Source passage -
====

The other night my beautiful wife and I were out for a walk in our little town, and we heard a big noise coming from one of the parks. Turns out it was a show being put on as part of the Homecoming festivities that have been clogging up the streets, hotels and restaurants around here lately. So, of course we walked over and checked it out.
It was $5 to get in, but we realized that we could see and hear just fine by standing out at the road, so I’m not sure why anybody paid to get in. Anyway, we directed our gaze into the park in time to see some guy being hauled into a rowboat down in the harbour, and the local fire department putting out a rather large conflagration on a raft not far away from the dude that got rescued. Apparently, this guy Santini (or something like that) considered himself a magician and locked himself inside a box on the raft and then had it lit on fire. Of course, he dramatically escaped and what we saw was the ending, when he was in the water in the aftermath. According to posters I glanced at later, he called the trick Valhalla (or something like that).
It seems to me that magic “tricks” like this, at a local level, have all the ingredients to make the recipe for disaster. It worked out for this guy, on this occasion, but somehow it just screams the headline “Local Man Dies In Fire During Magic Show.” It takes all kinds, right? And the one other thing that occurred to me is that it is not at all advisable to swim in that harbour. The water is really low this year, and everything just kind of washes into there. People fish from there, but I can’t imagine eating what gets caught. It’s nasty. So if his trick involved ending up in the drink, the headline would read “Local Man Survives Fiery Magic Trick, Dies Of (insert river disease here).” Blech.
Anyway, they had the local classic rock station announcers there, whose colour commentary was so far from riveting as to be farcical, so we were all set to leave when they announced that coming up next was a band called Thunderstruck. We knew about these guys, because they’ll play any venue in the area, any chance they can get. They are, as you’ve likely guessed by their name, an AC/DC tribute band. Of course we had to stick around and see what this was going to be like.

====

Provided data -
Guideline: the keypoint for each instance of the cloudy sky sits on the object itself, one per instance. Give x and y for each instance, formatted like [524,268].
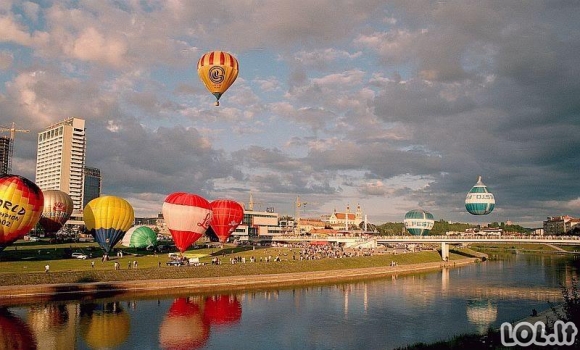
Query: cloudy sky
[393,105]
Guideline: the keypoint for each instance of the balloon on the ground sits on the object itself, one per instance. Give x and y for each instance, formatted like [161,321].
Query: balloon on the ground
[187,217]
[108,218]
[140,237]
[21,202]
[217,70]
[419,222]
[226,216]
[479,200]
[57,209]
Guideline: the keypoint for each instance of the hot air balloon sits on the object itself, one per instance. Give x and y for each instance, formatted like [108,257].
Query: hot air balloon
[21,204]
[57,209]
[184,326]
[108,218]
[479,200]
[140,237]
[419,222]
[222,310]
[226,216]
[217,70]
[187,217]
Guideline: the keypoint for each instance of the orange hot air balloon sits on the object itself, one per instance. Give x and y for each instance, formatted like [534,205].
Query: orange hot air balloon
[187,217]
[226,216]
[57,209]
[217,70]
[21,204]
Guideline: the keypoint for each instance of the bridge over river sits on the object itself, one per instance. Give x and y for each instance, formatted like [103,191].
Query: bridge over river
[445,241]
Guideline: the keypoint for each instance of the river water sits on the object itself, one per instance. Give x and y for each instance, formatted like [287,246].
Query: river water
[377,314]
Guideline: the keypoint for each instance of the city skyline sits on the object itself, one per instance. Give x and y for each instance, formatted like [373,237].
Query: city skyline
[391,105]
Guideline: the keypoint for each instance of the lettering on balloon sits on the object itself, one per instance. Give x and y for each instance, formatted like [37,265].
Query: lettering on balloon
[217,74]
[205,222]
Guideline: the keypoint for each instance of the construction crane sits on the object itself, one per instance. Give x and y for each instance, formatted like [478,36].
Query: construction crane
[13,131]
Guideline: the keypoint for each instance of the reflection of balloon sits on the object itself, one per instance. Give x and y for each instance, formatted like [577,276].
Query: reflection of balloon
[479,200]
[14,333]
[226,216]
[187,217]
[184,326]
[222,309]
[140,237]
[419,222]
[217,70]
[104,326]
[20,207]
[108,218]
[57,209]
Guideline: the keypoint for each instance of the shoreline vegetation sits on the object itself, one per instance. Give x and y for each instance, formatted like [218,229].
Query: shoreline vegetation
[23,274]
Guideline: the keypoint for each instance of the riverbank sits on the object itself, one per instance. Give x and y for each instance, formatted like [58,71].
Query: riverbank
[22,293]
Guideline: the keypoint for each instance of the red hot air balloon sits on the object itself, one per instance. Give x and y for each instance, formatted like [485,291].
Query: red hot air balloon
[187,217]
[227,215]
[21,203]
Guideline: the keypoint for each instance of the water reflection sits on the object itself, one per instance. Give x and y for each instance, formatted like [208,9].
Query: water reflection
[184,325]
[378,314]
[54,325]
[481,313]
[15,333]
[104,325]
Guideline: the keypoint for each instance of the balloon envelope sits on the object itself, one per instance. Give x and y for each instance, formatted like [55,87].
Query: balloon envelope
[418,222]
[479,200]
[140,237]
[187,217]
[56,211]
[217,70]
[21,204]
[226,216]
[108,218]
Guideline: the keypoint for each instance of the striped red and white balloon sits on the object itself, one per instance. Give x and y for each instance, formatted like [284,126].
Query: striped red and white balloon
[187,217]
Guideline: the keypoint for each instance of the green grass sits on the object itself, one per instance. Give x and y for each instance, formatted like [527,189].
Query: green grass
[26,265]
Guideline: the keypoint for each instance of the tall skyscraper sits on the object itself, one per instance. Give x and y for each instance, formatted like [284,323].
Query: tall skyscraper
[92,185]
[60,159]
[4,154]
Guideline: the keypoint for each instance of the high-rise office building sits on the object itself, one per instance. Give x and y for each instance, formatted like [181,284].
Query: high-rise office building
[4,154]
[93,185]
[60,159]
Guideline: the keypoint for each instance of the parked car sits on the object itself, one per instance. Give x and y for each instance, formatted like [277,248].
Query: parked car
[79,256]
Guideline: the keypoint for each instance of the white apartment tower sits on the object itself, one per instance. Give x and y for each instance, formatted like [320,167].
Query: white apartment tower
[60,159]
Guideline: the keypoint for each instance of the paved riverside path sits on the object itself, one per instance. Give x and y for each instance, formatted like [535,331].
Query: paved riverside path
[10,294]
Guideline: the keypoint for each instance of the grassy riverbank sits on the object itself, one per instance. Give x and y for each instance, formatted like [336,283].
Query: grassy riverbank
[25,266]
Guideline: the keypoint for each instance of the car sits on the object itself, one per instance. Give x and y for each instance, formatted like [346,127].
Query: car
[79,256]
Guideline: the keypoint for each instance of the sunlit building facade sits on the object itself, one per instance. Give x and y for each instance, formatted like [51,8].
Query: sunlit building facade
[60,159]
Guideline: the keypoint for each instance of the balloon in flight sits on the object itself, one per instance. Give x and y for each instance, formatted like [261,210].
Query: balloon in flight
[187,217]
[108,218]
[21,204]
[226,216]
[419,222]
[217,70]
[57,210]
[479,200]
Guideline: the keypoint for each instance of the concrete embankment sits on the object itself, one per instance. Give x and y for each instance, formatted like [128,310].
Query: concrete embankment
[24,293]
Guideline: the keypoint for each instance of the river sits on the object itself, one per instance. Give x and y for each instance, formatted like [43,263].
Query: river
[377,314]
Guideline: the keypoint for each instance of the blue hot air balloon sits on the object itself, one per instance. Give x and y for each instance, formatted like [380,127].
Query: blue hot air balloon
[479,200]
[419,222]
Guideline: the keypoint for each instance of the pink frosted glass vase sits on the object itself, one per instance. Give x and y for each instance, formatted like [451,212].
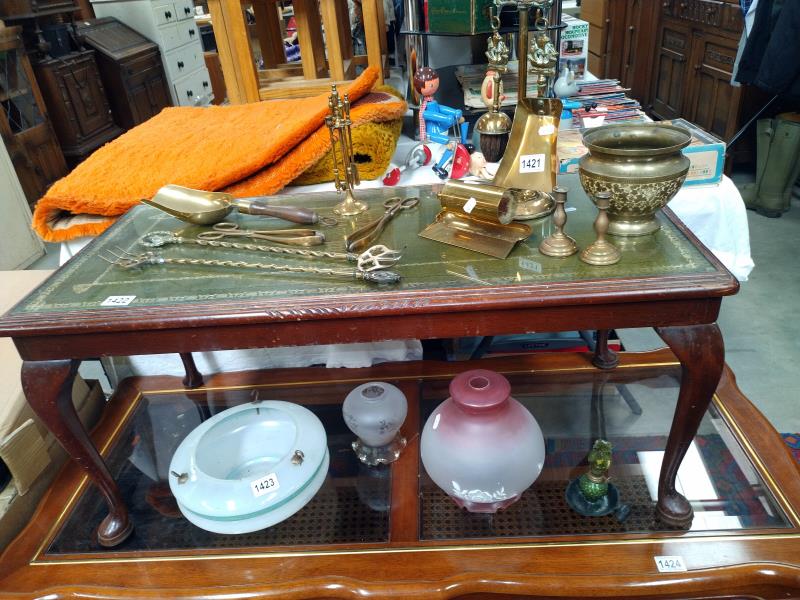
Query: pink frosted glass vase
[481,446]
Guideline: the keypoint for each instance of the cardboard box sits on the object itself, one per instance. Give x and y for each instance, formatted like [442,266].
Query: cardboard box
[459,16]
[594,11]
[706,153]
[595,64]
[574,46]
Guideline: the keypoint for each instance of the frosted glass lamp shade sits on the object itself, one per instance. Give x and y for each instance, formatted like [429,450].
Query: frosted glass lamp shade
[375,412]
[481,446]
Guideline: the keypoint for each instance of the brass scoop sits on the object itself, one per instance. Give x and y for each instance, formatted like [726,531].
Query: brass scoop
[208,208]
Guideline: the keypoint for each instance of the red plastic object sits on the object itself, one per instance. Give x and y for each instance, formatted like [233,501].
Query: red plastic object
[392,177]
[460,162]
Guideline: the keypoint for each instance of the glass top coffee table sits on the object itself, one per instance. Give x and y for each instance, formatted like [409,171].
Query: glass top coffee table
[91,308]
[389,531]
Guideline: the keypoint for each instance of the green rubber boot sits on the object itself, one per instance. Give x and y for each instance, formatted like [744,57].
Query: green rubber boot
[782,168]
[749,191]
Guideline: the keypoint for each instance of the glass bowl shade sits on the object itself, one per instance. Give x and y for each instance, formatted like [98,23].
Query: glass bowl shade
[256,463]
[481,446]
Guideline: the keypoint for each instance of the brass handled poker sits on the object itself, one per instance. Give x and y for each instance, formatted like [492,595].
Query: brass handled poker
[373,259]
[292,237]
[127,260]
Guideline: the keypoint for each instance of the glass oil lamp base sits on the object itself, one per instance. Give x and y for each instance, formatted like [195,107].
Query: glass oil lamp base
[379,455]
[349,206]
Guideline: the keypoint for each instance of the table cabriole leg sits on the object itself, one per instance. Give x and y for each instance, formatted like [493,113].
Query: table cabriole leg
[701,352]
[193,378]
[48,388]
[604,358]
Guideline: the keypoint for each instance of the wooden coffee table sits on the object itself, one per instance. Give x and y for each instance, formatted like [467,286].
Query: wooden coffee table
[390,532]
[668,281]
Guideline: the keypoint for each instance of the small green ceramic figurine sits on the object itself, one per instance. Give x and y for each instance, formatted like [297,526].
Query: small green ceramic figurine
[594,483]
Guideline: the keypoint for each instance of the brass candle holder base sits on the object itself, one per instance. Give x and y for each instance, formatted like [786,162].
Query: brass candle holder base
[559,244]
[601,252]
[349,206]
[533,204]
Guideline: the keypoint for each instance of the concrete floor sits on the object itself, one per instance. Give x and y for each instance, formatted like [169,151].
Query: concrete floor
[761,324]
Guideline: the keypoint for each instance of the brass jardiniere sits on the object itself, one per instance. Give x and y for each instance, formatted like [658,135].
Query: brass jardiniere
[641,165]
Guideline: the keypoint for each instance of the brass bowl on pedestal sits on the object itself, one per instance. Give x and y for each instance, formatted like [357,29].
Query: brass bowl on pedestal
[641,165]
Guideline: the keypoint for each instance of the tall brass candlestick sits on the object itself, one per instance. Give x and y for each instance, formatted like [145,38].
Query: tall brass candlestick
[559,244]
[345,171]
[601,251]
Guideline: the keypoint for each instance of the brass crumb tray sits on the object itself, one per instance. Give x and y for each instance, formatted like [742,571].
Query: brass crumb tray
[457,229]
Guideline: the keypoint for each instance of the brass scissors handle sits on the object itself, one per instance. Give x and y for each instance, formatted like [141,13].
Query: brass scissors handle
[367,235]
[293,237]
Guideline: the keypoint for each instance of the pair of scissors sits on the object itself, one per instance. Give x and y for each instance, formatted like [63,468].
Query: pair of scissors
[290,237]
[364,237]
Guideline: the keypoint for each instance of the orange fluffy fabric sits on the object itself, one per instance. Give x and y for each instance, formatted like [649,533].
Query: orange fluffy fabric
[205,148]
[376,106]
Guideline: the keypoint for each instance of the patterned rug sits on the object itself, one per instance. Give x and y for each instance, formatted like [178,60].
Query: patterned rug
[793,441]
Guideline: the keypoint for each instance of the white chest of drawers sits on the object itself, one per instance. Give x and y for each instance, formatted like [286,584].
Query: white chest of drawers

====

Tasks to carry out -
1. In the account of the Homecoming show, list every kind of place that the text says the festivities have been clogging up.
2. Extend the account of the Homecoming show, picking up after its final sentence.

Results for the exercise -
1. streets, hotels, restaurants

2.
So, from the P.A. comes the recorded bells as the intro to Hell’s Bells, and then the band started into the song. The band themselves were actually pretty competent. The Angus Young-wannabe played it note-perfect, and even had the schoolboy outfit and the Chuck Berry shuffle. The rest of the band held together and didn’t at all sound like a garage band taking a crack at their favourite tunes, yet they didn’t sound anywhere near the actual band they were covering either. It was somewhere in the middle, neither good nor terrible.
The issue was in the singer’s voice. He did a fairly passable imitation of Brian Johnson at times, but it quickly became obvious that he has not yet mastered control of that howl. Did you ever see that episode of the Simpsons where Homer’s shirts turn pink in the wash, and he gets sent by Mr. Burns to a mental institution for being a free-thinker, and while inside he meets a guy named Leon who thinks he’s Michael Jackson? This sounded like that – at times, kinda like AC/DC, at times exactly like a 40-something factory worker who smokes a pack a day. The between-song banter was all in the factory-voice, causing the whole thing to be a little surreal, and it took a few lines into the songs for him to get back up to where he wanted to be in the growl. Strange, indeed.
We stayed for exactly three songs (Hell’s Bells, Dirty Deeds Done Dirt Cheap, and Who Made Who), and left as they were starting to play Jailbreak. We figured we’d heard enough, and we figured right. If I want AC/DC, I’ll play AC/DC. The crowd of about 200 people seemed really into it, though, from what we could see. Then again, not much ever happens around here so the locals are sort of starved for shows, and they really will take whatever they can get.
As we walked home, we had this great discussion about the influence of AC/DC, about how many songs they’ve written that you know and recognize in the first few notes, whether you consider yourself a fan of them or not. Their sound is a template for 70’s blues-based cock-rock, and it really is pretty amazing that they’ve been going for over 30 years, considering that they really haven’t changed at all in all that time.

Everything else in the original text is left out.